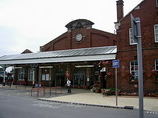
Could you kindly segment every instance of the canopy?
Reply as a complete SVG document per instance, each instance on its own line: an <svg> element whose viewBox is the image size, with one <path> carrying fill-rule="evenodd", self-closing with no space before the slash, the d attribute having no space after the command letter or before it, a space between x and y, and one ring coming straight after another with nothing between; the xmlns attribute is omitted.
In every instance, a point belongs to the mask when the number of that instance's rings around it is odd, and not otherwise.
<svg viewBox="0 0 158 118"><path fill-rule="evenodd" d="M116 46L105 46L4 55L0 57L0 65L113 60L116 53Z"/></svg>

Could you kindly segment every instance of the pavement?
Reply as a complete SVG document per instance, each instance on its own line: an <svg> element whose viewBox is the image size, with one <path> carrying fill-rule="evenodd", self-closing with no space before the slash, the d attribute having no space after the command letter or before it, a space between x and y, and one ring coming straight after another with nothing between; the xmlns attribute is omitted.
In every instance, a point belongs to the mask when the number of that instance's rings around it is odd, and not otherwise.
<svg viewBox="0 0 158 118"><path fill-rule="evenodd" d="M0 85L0 87L2 87ZM6 87L5 88L9 88ZM31 88L24 86L18 86L17 88L12 86L11 88L30 90ZM90 90L85 89L72 89L72 93L67 93L66 88L61 90L56 90L56 94L46 91L45 96L43 93L39 93L38 100L49 101L49 102L59 102L67 104L77 104L77 105L88 105L97 107L108 107L108 108L121 108L121 109L139 109L139 97L138 96L118 96L116 105L116 96L103 96L101 93L94 93ZM36 91L33 93L36 96ZM158 97L144 97L144 110L146 111L156 111L158 112Z"/></svg>

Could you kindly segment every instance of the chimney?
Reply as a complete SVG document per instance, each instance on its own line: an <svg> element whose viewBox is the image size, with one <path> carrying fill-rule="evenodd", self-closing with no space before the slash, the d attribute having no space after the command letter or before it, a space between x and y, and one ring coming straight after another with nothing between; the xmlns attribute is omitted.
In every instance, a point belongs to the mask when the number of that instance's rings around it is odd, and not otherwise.
<svg viewBox="0 0 158 118"><path fill-rule="evenodd" d="M123 13L124 2L123 2L123 0L117 0L116 5L117 5L117 22L119 22L124 16L124 13Z"/></svg>

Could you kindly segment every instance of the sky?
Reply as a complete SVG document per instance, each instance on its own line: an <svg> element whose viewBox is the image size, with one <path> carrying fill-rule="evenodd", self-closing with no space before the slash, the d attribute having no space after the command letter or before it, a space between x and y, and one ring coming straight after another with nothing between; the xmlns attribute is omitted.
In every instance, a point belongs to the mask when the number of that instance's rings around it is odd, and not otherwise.
<svg viewBox="0 0 158 118"><path fill-rule="evenodd" d="M142 0L124 0L124 16ZM67 31L76 19L114 33L116 0L0 0L0 56L39 47Z"/></svg>

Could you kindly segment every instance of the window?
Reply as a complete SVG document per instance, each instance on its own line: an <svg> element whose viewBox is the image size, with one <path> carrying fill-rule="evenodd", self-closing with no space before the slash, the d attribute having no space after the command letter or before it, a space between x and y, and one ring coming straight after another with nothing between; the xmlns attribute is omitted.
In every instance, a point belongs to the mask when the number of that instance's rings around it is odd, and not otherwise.
<svg viewBox="0 0 158 118"><path fill-rule="evenodd" d="M130 45L136 45L137 43L132 39L132 28L129 28L129 42Z"/></svg>
<svg viewBox="0 0 158 118"><path fill-rule="evenodd" d="M156 0L156 7L158 7L158 0Z"/></svg>
<svg viewBox="0 0 158 118"><path fill-rule="evenodd" d="M20 68L19 69L18 80L24 80L24 77L25 77L25 69L24 68Z"/></svg>
<svg viewBox="0 0 158 118"><path fill-rule="evenodd" d="M130 72L131 72L131 81L138 80L138 61L137 60L132 60L130 62Z"/></svg>
<svg viewBox="0 0 158 118"><path fill-rule="evenodd" d="M28 80L32 81L33 80L33 68L30 68L28 71L29 71L28 72Z"/></svg>
<svg viewBox="0 0 158 118"><path fill-rule="evenodd" d="M155 60L155 70L158 71L158 59Z"/></svg>
<svg viewBox="0 0 158 118"><path fill-rule="evenodd" d="M158 42L158 24L154 25L155 42Z"/></svg>

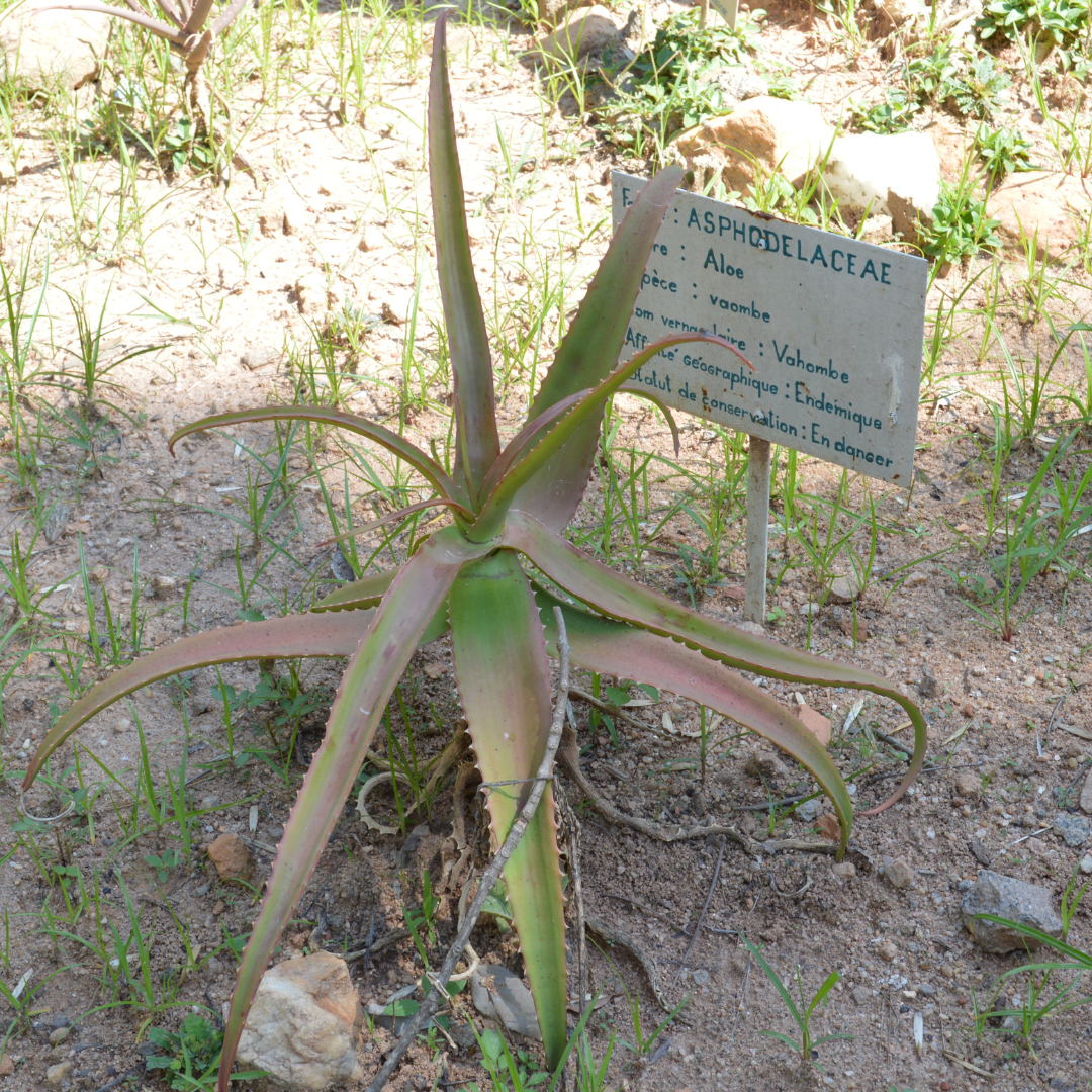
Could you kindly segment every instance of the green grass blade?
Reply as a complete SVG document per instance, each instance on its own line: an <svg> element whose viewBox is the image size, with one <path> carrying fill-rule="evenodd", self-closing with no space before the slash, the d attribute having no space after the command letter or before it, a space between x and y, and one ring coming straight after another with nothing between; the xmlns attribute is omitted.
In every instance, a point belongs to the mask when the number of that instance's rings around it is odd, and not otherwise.
<svg viewBox="0 0 1092 1092"><path fill-rule="evenodd" d="M488 792L492 834L505 841L531 791L551 720L549 661L519 557L500 550L468 566L450 595L459 697ZM566 1044L565 900L549 785L505 866L508 899L550 1068Z"/></svg>
<svg viewBox="0 0 1092 1092"><path fill-rule="evenodd" d="M322 746L311 760L285 826L261 914L239 964L224 1032L219 1092L227 1092L242 1022L265 964L356 782L387 702L460 567L480 554L482 549L475 549L454 527L432 535L402 568L345 668Z"/></svg>

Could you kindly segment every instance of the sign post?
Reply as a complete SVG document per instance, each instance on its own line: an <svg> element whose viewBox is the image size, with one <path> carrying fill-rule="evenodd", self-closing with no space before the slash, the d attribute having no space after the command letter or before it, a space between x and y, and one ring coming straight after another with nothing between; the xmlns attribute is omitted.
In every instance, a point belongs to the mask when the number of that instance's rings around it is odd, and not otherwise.
<svg viewBox="0 0 1092 1092"><path fill-rule="evenodd" d="M612 181L617 227L645 183L617 170ZM752 365L677 345L627 384L750 436L746 618L765 621L771 443L913 480L927 284L928 263L913 254L676 192L621 355L708 331Z"/></svg>

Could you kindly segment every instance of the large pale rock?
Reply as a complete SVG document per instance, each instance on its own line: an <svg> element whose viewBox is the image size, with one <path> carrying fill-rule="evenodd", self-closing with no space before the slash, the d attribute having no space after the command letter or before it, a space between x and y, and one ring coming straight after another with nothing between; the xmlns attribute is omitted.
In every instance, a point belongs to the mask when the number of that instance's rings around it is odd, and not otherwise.
<svg viewBox="0 0 1092 1092"><path fill-rule="evenodd" d="M290 1089L358 1081L364 1012L345 961L316 952L266 971L239 1037L239 1061Z"/></svg>
<svg viewBox="0 0 1092 1092"><path fill-rule="evenodd" d="M0 74L34 91L81 87L98 75L110 22L94 12L16 8L0 19Z"/></svg>
<svg viewBox="0 0 1092 1092"><path fill-rule="evenodd" d="M1060 170L1029 170L1008 178L986 202L1000 219L997 234L1006 250L1022 254L1024 240L1035 239L1035 257L1057 258L1081 237L1092 209L1088 181ZM1036 238L1035 232L1038 229Z"/></svg>
<svg viewBox="0 0 1092 1092"><path fill-rule="evenodd" d="M254 855L238 834L221 834L209 846L209 859L223 880L251 883L254 879Z"/></svg>
<svg viewBox="0 0 1092 1092"><path fill-rule="evenodd" d="M531 990L507 966L483 963L471 975L471 998L482 1016L496 1020L518 1035L542 1042Z"/></svg>
<svg viewBox="0 0 1092 1092"><path fill-rule="evenodd" d="M859 133L839 136L823 181L843 209L891 217L904 239L917 237L940 197L940 157L924 133Z"/></svg>
<svg viewBox="0 0 1092 1092"><path fill-rule="evenodd" d="M758 176L769 178L774 170L797 182L827 151L831 135L812 103L759 95L680 133L675 146L691 169L712 163L729 190L746 192Z"/></svg>
<svg viewBox="0 0 1092 1092"><path fill-rule="evenodd" d="M1051 937L1061 937L1061 918L1054 898L1045 888L1024 883L999 873L981 869L978 879L963 897L963 923L975 942L987 952L1035 951L1038 941L995 922L975 921L974 914L996 914L1019 925L1030 925Z"/></svg>
<svg viewBox="0 0 1092 1092"><path fill-rule="evenodd" d="M605 49L617 40L618 26L610 12L595 4L573 12L538 43L538 51L553 60L569 61Z"/></svg>

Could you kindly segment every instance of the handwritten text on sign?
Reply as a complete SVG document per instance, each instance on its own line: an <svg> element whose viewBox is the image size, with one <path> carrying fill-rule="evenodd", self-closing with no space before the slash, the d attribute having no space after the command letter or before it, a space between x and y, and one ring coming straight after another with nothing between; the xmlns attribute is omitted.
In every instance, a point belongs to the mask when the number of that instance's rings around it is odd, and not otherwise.
<svg viewBox="0 0 1092 1092"><path fill-rule="evenodd" d="M615 227L644 180L613 173ZM925 292L921 258L675 194L656 237L622 359L680 330L638 371L667 405L909 486Z"/></svg>

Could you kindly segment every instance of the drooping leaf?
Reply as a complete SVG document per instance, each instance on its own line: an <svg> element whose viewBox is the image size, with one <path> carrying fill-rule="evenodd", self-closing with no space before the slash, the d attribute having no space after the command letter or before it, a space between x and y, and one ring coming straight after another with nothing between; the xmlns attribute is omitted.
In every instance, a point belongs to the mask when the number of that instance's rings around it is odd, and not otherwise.
<svg viewBox="0 0 1092 1092"><path fill-rule="evenodd" d="M328 410L324 406L261 406L256 410L239 410L236 413L222 413L212 417L202 417L178 429L170 438L167 450L174 454L175 444L192 432L202 432L209 428L223 428L227 425L240 425L256 420L311 420L318 425L332 425L344 428L359 436L365 436L376 443L381 443L400 459L404 459L441 497L453 500L466 508L470 501L466 494L452 482L440 464L420 448L411 443L404 437L392 432L382 425L370 422L367 417L342 413L340 410Z"/></svg>
<svg viewBox="0 0 1092 1092"><path fill-rule="evenodd" d="M788 682L870 690L898 702L914 725L914 757L894 793L860 815L876 815L890 807L919 773L928 744L925 719L910 698L879 675L779 644L691 610L582 554L526 512L509 512L501 543L526 555L550 580L594 609L653 633L676 638L737 670L757 672Z"/></svg>
<svg viewBox="0 0 1092 1092"><path fill-rule="evenodd" d="M463 176L455 149L455 120L448 84L447 13L436 21L428 93L428 164L432 189L436 264L443 299L451 375L455 394L455 477L462 471L467 492L477 496L482 479L500 454L494 410L492 358L474 278ZM463 452L468 465L463 466Z"/></svg>
<svg viewBox="0 0 1092 1092"><path fill-rule="evenodd" d="M451 589L451 650L497 845L531 792L550 727L549 661L527 579L511 550L467 566ZM515 782L515 784L502 784ZM505 866L508 901L553 1068L566 1043L565 904L546 786Z"/></svg>
<svg viewBox="0 0 1092 1092"><path fill-rule="evenodd" d="M530 419L594 387L617 366L652 244L681 180L681 168L668 167L630 205L535 395ZM592 472L602 419L601 410L581 426L563 451L521 489L517 508L534 512L555 531L568 525Z"/></svg>
<svg viewBox="0 0 1092 1092"><path fill-rule="evenodd" d="M49 729L23 779L31 787L46 759L82 724L143 686L179 672L240 660L295 656L351 656L371 625L372 610L287 615L183 637L119 668L93 686Z"/></svg>
<svg viewBox="0 0 1092 1092"><path fill-rule="evenodd" d="M115 19L124 19L130 23L135 23L138 26L144 27L145 31L151 31L152 34L156 34L161 38L169 38L179 45L185 40L178 27L161 23L145 12L132 11L129 8L115 8L112 4L98 3L97 0L55 0L52 3L38 4L34 10L36 12L88 11L97 15L112 15Z"/></svg>
<svg viewBox="0 0 1092 1092"><path fill-rule="evenodd" d="M470 537L473 542L486 542L495 537L500 532L505 513L509 507L520 496L520 490L536 474L553 462L554 456L565 450L570 443L577 442L575 437L584 423L589 420L598 422L604 403L612 394L621 388L631 376L638 372L657 353L673 345L681 345L688 342L708 342L712 345L720 345L722 348L735 353L748 368L751 363L744 357L738 349L723 337L716 334L695 331L681 334L672 334L653 342L640 353L632 356L625 364L619 365L601 383L596 384L582 399L573 404L573 407L544 436L538 438L538 442L523 454L518 462L506 472L505 476L497 483L497 487L489 494L488 499L482 506L482 511L474 526L471 527ZM598 425L596 425L596 428Z"/></svg>
<svg viewBox="0 0 1092 1092"><path fill-rule="evenodd" d="M853 826L853 802L845 782L827 749L770 695L724 664L646 629L591 615L541 589L535 602L553 655L557 654L554 607L559 606L574 667L632 678L689 698L750 728L799 762L834 805L842 827L840 853L845 851Z"/></svg>
<svg viewBox="0 0 1092 1092"><path fill-rule="evenodd" d="M351 580L329 595L323 595L311 609L357 610L360 607L377 606L397 574L397 569L388 569L385 572L373 572L359 580Z"/></svg>
<svg viewBox="0 0 1092 1092"><path fill-rule="evenodd" d="M239 964L224 1031L219 1092L227 1092L242 1022L265 964L322 855L387 702L460 567L483 553L454 527L432 535L402 567L342 675L322 746L285 826L265 900Z"/></svg>

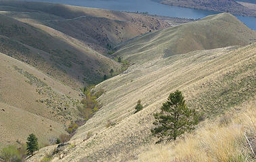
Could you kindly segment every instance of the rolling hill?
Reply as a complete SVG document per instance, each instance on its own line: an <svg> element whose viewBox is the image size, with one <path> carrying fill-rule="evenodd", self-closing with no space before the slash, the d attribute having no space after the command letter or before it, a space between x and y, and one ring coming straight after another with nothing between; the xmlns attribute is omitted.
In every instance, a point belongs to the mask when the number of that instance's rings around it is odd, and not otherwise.
<svg viewBox="0 0 256 162"><path fill-rule="evenodd" d="M114 54L137 64L190 51L255 42L256 32L229 14L161 30L116 47Z"/></svg>
<svg viewBox="0 0 256 162"><path fill-rule="evenodd" d="M25 143L34 133L39 142L67 134L65 125L81 119L79 92L35 68L0 53L0 148Z"/></svg>
<svg viewBox="0 0 256 162"><path fill-rule="evenodd" d="M238 2L237 2L238 1ZM194 9L207 9L219 12L229 12L234 15L255 16L256 10L239 1L234 0L163 0L161 3Z"/></svg>
<svg viewBox="0 0 256 162"><path fill-rule="evenodd" d="M116 73L111 46L170 25L156 17L60 4L0 1L0 52L78 89Z"/></svg>
<svg viewBox="0 0 256 162"><path fill-rule="evenodd" d="M254 31L221 14L121 45L114 55L132 65L95 86L94 90L105 90L98 99L102 107L53 155L53 161L136 161L156 140L150 133L152 114L177 89L188 107L205 113L204 118L215 119L253 101L255 38ZM139 99L144 109L134 114ZM40 161L56 146L45 147L27 161Z"/></svg>

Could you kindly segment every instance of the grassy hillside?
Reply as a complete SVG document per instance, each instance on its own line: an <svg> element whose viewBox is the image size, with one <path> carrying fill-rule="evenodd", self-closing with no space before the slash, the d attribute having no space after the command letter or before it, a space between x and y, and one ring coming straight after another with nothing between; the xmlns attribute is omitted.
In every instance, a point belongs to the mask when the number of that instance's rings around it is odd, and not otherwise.
<svg viewBox="0 0 256 162"><path fill-rule="evenodd" d="M247 138L253 148L255 107L254 98L215 121L203 122L195 134L188 134L175 144L152 145L148 151L142 150L138 161L254 161Z"/></svg>
<svg viewBox="0 0 256 162"><path fill-rule="evenodd" d="M4 14L60 30L98 52L106 51L108 44L170 26L155 16L106 9L16 1L1 1L0 5L2 11L7 11ZM20 6L26 13L21 12Z"/></svg>
<svg viewBox="0 0 256 162"><path fill-rule="evenodd" d="M135 38L117 47L114 55L140 64L196 50L249 45L255 38L256 32L236 18L220 14Z"/></svg>
<svg viewBox="0 0 256 162"><path fill-rule="evenodd" d="M35 68L0 53L0 148L24 143L35 134L42 143L66 133L81 119L79 92Z"/></svg>
<svg viewBox="0 0 256 162"><path fill-rule="evenodd" d="M119 63L75 38L51 29L43 30L0 15L0 51L26 62L73 87L102 80Z"/></svg>
<svg viewBox="0 0 256 162"><path fill-rule="evenodd" d="M62 161L135 159L137 153L156 140L150 131L152 114L177 89L185 94L188 107L213 119L253 99L255 53L256 44L253 44L175 55L134 65L127 74L103 82L95 87L106 90L99 98L102 108L78 130L70 141L75 146L66 148ZM133 114L139 99L144 108ZM88 136L88 132L93 136ZM41 152L38 156L43 155ZM55 156L58 161L59 155Z"/></svg>
<svg viewBox="0 0 256 162"><path fill-rule="evenodd" d="M102 55L111 46L170 26L142 14L39 2L0 1L0 52L74 88L121 71Z"/></svg>
<svg viewBox="0 0 256 162"><path fill-rule="evenodd" d="M163 0L161 3L184 7L229 12L234 15L256 16L255 9L234 0Z"/></svg>

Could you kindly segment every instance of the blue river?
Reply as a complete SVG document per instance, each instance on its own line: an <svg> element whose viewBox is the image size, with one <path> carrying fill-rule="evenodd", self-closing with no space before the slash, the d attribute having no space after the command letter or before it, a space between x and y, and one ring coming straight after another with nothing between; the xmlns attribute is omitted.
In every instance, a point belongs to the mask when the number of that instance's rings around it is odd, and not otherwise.
<svg viewBox="0 0 256 162"><path fill-rule="evenodd" d="M114 11L148 12L159 15L183 18L202 18L207 16L217 14L202 9L179 7L163 5L159 0L24 0L29 1L43 1L66 5L108 9ZM240 0L255 2L255 0ZM256 30L256 18L236 16L241 22L251 29Z"/></svg>

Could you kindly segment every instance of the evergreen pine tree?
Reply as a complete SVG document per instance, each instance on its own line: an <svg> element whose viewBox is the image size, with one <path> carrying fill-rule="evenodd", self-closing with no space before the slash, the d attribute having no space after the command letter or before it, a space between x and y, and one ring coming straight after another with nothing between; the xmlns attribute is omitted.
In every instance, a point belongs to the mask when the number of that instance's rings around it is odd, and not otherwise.
<svg viewBox="0 0 256 162"><path fill-rule="evenodd" d="M134 112L134 113L139 112L140 111L141 111L143 109L143 106L142 105L141 103L142 103L141 100L137 101L137 105L135 108L136 109L136 111Z"/></svg>
<svg viewBox="0 0 256 162"><path fill-rule="evenodd" d="M190 109L185 104L182 92L171 93L168 101L163 103L161 111L154 113L156 128L151 130L152 134L164 140L176 140L177 137L194 129L198 124L198 114L194 109Z"/></svg>
<svg viewBox="0 0 256 162"><path fill-rule="evenodd" d="M28 142L26 142L26 151L28 152L28 155L33 155L33 153L35 151L38 151L38 142L37 138L34 134L29 134L28 138Z"/></svg>
<svg viewBox="0 0 256 162"><path fill-rule="evenodd" d="M113 73L114 73L114 70L113 69L111 69L110 71L109 72L111 74L111 76L113 75Z"/></svg>
<svg viewBox="0 0 256 162"><path fill-rule="evenodd" d="M104 76L103 76L103 80L107 80L108 79L108 77L107 77L107 76L105 74Z"/></svg>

..............................

*Aim of the exercise*: In the listing above, quote word for word the part that opens with the line containing "Could you kindly segment every instance of the drooping" and closes with the line containing "589L451 650L497 845L531", keeping both of those lines.

*Task answer*:
Could you kindly segment every instance of the drooping leaf?
Reply as a complete SVG document per instance, each instance on its own line: an <svg> element whose viewBox is the image size, with one <path> carrying fill-rule="evenodd", self-closing with no space before the slash, the d attribute having no space after the command letter or before it, a space between x and y, and one ring coming straight after another with nothing between; the xmlns attribute is omitted.
In every instance, a point belongs to the mask when the number of that instance's rings around it is odd, and not otherwise.
<svg viewBox="0 0 1092 1092"><path fill-rule="evenodd" d="M328 410L324 406L261 406L256 410L239 410L236 413L222 413L212 417L202 417L178 429L170 438L167 450L174 454L175 444L192 432L202 432L209 428L223 428L227 425L240 425L256 420L311 420L318 425L332 425L344 428L359 436L365 436L376 443L381 443L400 459L404 459L441 497L453 500L466 508L470 501L466 494L452 482L440 464L420 448L411 443L404 437L392 432L382 425L370 422L367 417L342 413L340 410Z"/></svg>
<svg viewBox="0 0 1092 1092"><path fill-rule="evenodd" d="M788 682L870 690L898 702L914 725L914 757L894 793L860 815L876 815L890 807L919 773L928 744L925 719L910 698L879 675L779 644L691 610L582 554L526 512L509 512L501 543L526 555L550 580L594 609L653 633L676 638L737 670L757 672Z"/></svg>
<svg viewBox="0 0 1092 1092"><path fill-rule="evenodd" d="M463 176L455 149L455 120L448 84L447 13L436 21L428 93L428 164L432 189L436 264L443 299L451 375L455 394L455 477L462 471L467 492L477 496L482 479L500 454L494 410L492 358L474 278ZM463 452L468 465L463 466Z"/></svg>
<svg viewBox="0 0 1092 1092"><path fill-rule="evenodd" d="M451 589L451 650L497 845L531 792L550 727L549 661L527 579L511 550L467 566ZM515 782L515 784L502 784ZM505 866L508 901L553 1068L566 1043L565 904L546 786Z"/></svg>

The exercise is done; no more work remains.